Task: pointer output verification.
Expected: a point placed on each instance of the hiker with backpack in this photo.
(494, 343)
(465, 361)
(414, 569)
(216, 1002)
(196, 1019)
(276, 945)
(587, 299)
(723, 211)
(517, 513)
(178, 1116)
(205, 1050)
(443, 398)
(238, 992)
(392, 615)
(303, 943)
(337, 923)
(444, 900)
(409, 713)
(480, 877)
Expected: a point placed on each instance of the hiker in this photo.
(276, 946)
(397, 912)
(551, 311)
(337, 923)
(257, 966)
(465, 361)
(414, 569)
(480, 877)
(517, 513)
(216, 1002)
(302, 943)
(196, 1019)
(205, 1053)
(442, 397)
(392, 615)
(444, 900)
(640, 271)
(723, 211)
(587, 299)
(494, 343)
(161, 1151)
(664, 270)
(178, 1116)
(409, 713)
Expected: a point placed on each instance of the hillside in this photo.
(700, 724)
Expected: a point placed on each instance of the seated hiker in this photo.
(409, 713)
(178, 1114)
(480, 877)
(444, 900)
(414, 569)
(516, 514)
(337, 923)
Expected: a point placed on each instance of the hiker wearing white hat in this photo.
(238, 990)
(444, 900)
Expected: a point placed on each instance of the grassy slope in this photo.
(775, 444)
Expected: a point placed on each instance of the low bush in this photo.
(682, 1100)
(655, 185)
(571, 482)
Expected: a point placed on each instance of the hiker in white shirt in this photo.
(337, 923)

-----

### Requirement
Copy every line of the items above word for word, in the same order.

### Exercise answer
Task: pointer output verification.
Expected: a point placed on each instance of the hiker with backpack in this photo.
(494, 343)
(465, 361)
(414, 569)
(216, 1002)
(196, 1019)
(276, 945)
(587, 299)
(723, 211)
(517, 513)
(178, 1116)
(205, 1050)
(443, 398)
(238, 992)
(392, 615)
(303, 943)
(337, 923)
(444, 900)
(409, 713)
(480, 877)
Expected: a point placed on each instance of the hiker in this photo.
(276, 946)
(397, 912)
(551, 311)
(337, 923)
(257, 966)
(465, 361)
(414, 569)
(480, 877)
(517, 513)
(216, 1002)
(302, 943)
(196, 1019)
(205, 1053)
(442, 397)
(392, 615)
(444, 900)
(640, 271)
(723, 211)
(587, 299)
(494, 343)
(161, 1151)
(664, 270)
(178, 1116)
(409, 713)
Expected: a point placed on each instance of the hillside in this photo.
(700, 724)
Expected: a point placed on each instance of the seated hiker in this photo.
(409, 713)
(178, 1114)
(480, 877)
(444, 900)
(414, 569)
(516, 514)
(337, 923)
Expected: a point placed on each instance of the hiker wearing white hat in this photo.
(238, 990)
(444, 900)
Expected: a point placed on each instance of the grassy slope in this photo.
(775, 444)
Expected: a point placed on each instance of the low bush in this photo.
(682, 1100)
(655, 185)
(571, 482)
Expected: a point placed on each instance of the hiker in white shirt in this photo.
(337, 923)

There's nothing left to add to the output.